> **TO BE DONE**: According to the farmer interview, how many acres of row crops does New Terra Farms have in production?

Cindy McCain Hamrick of New Terra Farms is a relatively new farmer, but she has innovative ideas and tireless energy for growing her business along with her three devoted sons. I had a chance to check in with her after a Saturday market and feel sure that you will sense the passion for her new career in her answers to my questions.
Where is your farm located, and how many acres do you have?
We currently have 5 acres in production in Chester, SC — 2 acres of row crops and 3 for livestock (Heritage Poultry). I am also partnering with growers who have several acres of crops grown to our ‘beyond organic’ standards.
What are you growing right now?
My favorite crops…ok, I say that every season! Winter greens, broccoli of all kinds, fennel, cilantro, red cabbage, garlic, shallots, sweet onions, fava beans and winter wheat, several different varieties of kale, mustard greens, spinach, lettuces, Tatsoi, beets and carrots that the deer have been kind enough to share… and I’m probably leaving out some things.
Where do you sell your farm goods?
Charlotte’s newest and hippest year-round, indoor farmers’ market, the Atherton Market. I’m there most Tuesdays, Wednesdays, and Saturdays. We’ll also open our CSA to the public on Saturday, December 18th on our Web site, www.newterrafarms.com . There are currently 12 full shares and 3 work shares that have not been reserved.
Who helps you on the farm and at the farmers market?

> **Dataset rows**:
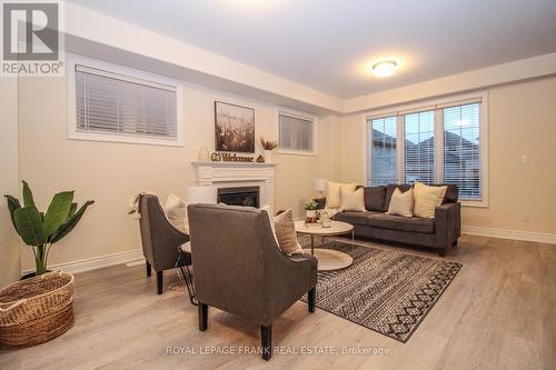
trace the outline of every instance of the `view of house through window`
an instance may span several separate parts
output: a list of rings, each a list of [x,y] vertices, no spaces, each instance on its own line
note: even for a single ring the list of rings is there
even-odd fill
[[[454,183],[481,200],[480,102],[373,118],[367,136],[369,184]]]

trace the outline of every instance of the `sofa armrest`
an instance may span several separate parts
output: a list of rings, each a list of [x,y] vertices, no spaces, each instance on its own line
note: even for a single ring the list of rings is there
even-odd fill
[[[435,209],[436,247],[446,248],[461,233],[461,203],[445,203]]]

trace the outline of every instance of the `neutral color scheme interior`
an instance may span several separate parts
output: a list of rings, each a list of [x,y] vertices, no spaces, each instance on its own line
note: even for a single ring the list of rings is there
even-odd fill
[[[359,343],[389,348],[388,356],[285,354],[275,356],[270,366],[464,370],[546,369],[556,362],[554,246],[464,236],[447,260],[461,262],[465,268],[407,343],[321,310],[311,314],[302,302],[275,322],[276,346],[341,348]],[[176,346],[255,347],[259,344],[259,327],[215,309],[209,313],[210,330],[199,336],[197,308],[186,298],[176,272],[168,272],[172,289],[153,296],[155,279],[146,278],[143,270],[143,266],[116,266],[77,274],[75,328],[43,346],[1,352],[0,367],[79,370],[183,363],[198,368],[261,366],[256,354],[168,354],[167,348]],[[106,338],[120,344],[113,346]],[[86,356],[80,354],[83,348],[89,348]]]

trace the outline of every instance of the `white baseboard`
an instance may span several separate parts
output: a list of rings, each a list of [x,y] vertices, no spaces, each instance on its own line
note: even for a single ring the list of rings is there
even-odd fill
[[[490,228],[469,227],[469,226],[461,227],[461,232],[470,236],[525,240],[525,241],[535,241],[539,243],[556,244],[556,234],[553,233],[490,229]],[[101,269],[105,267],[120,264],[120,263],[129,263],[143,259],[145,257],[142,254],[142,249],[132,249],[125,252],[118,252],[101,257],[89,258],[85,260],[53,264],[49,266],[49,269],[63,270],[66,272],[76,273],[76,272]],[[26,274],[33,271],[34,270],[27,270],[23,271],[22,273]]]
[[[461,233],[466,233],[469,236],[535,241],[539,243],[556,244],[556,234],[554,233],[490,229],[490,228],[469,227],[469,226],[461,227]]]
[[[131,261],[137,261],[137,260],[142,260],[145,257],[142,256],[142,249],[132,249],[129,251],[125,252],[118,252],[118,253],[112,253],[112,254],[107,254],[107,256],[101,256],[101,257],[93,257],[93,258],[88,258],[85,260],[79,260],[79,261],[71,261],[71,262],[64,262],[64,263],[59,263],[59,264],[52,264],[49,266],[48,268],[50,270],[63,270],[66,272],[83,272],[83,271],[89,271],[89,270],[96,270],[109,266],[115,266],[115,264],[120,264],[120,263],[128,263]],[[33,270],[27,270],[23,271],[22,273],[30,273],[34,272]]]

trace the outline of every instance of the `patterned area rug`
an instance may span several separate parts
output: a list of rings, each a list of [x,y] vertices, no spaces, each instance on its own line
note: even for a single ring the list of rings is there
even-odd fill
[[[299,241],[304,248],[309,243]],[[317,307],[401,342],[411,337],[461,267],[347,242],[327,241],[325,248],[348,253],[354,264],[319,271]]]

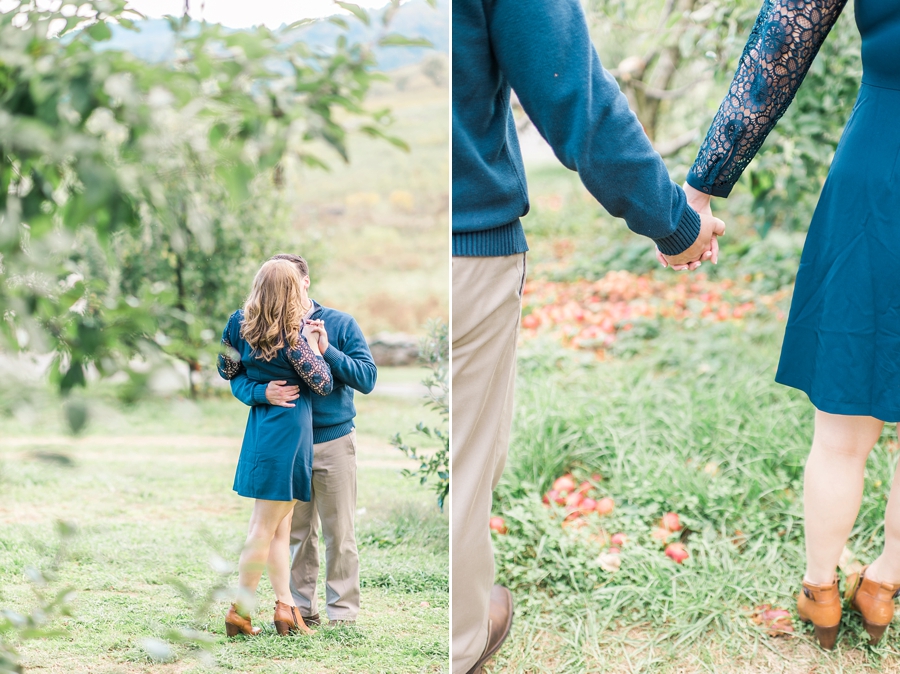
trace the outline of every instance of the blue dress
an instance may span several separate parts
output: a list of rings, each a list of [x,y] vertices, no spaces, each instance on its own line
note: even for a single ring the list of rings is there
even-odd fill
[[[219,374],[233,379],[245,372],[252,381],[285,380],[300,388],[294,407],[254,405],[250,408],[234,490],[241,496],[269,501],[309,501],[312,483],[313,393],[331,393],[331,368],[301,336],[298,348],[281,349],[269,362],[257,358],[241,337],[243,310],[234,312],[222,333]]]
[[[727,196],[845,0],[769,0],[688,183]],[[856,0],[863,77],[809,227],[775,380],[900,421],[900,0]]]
* * *
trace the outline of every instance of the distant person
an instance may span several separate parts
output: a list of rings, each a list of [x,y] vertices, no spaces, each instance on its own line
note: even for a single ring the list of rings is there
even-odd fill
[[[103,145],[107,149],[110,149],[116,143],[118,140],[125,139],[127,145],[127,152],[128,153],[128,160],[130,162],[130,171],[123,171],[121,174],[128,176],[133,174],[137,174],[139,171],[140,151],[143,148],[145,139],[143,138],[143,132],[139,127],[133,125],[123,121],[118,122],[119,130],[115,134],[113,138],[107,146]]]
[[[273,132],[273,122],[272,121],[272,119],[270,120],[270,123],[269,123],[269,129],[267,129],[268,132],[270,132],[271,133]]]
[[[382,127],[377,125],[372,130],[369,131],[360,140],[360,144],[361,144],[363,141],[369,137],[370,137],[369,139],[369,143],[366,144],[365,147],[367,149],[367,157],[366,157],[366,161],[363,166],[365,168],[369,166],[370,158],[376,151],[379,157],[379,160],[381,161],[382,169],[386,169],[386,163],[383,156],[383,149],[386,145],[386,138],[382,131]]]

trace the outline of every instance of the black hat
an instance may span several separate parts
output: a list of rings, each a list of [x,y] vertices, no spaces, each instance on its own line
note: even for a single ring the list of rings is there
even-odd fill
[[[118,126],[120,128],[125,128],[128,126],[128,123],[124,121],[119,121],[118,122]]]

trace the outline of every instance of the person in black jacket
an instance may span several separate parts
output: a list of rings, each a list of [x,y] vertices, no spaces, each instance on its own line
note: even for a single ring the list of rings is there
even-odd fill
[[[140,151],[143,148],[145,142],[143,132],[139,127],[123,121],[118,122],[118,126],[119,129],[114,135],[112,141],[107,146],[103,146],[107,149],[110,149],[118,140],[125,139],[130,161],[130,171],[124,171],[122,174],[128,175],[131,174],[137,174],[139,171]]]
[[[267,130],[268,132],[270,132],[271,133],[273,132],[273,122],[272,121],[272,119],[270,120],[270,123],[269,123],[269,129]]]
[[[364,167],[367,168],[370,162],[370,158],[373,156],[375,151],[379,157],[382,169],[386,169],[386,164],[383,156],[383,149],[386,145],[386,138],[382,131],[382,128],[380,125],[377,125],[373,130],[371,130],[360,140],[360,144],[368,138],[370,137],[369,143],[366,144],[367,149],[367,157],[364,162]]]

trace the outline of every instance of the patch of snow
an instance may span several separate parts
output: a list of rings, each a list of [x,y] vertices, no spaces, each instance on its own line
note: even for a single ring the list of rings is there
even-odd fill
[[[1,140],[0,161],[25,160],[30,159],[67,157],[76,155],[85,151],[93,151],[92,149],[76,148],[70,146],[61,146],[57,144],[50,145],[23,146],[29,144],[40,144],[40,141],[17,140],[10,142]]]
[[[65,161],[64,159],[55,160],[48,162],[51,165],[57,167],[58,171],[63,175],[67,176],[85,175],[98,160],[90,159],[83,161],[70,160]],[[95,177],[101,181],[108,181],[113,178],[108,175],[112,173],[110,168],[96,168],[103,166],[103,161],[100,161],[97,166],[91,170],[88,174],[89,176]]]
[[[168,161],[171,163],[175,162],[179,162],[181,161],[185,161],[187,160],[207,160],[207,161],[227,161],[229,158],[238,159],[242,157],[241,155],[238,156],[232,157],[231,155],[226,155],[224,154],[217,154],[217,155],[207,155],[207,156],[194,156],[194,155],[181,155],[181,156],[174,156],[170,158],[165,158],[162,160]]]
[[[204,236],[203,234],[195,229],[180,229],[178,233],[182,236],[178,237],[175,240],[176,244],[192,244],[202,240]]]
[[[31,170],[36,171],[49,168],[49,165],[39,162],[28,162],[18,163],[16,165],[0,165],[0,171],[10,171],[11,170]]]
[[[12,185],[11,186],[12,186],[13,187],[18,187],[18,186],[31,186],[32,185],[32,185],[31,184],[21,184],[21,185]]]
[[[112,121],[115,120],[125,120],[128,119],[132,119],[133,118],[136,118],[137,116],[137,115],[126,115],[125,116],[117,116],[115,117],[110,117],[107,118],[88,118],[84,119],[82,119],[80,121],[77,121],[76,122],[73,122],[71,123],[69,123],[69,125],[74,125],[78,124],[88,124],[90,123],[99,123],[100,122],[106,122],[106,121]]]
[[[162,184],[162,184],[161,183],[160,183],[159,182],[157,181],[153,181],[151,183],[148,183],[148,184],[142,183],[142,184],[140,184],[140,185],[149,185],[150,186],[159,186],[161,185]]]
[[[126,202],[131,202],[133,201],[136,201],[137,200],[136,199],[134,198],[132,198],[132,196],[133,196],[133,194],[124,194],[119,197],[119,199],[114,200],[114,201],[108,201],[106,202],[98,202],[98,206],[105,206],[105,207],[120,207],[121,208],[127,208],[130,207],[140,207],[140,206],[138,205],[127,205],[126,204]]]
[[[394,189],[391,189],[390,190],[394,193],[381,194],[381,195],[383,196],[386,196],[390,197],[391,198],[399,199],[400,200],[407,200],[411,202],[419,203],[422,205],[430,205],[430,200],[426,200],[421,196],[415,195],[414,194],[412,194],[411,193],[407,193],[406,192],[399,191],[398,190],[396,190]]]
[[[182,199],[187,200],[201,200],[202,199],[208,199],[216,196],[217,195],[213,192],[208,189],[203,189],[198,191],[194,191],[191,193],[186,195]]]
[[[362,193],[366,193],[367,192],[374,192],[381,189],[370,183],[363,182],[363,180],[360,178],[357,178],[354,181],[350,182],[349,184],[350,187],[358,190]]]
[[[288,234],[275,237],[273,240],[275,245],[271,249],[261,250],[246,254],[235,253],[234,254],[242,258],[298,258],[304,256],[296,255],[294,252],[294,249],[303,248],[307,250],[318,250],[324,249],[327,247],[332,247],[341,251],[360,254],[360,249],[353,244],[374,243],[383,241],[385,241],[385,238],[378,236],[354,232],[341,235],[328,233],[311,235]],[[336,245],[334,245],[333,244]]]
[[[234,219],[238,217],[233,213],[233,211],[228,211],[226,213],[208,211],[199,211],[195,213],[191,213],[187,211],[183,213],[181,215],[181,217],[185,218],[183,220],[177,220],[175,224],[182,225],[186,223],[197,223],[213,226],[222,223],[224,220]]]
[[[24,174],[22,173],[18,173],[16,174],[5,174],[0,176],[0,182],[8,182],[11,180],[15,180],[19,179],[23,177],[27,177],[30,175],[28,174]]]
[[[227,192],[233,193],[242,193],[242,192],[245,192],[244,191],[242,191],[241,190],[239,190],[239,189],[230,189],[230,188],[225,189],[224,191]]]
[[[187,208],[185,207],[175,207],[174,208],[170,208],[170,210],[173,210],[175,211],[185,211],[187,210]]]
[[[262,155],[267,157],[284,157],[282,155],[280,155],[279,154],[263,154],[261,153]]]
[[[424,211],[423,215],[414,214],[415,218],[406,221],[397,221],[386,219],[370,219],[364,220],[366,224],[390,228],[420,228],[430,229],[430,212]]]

> **WRITTEN SOLUTION**: 2 acres